Return the data as a JSON list of strings, one string per line and no blank lines, starting at the line that has "In this photo, point at the broad" and ending after the line that has "In this photo, point at the dark".

◆ Records for the exercise

- - - -

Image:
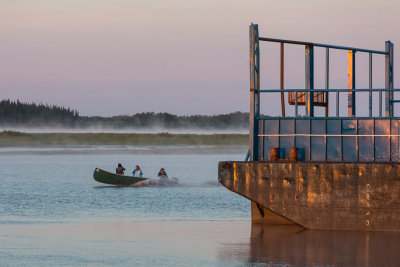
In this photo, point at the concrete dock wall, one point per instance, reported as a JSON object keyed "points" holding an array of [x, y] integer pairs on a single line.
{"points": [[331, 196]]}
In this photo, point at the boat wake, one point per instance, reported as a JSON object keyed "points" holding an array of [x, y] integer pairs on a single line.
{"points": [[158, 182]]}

- - - -

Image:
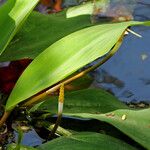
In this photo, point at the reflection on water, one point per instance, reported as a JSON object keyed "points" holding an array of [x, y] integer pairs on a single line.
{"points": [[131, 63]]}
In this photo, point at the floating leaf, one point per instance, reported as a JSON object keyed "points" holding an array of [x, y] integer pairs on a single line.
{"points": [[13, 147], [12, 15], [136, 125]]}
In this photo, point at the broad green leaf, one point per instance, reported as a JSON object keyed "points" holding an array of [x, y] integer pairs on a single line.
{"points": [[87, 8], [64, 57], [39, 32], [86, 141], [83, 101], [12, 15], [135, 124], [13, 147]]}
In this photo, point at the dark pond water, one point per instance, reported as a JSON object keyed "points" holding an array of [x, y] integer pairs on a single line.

- - - -

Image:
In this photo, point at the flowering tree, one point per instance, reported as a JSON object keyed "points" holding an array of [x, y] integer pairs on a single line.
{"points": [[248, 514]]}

- - - -

◆ Result
[
  "In this photo, point at the broad green leaf, one point per instance, reported as a JSON object keyed \"points\" holding an array of [x, y] integer pairs on a single line.",
  "{\"points\": [[87, 8], [64, 57], [39, 32], [86, 141], [83, 101], [12, 15], [135, 124], [13, 147]]}",
  "In this photo, point at the dark pond water, one point per instance, reported as a JSON object keyed \"points\" holding an array of [x, y] integer pairs on a single line."
]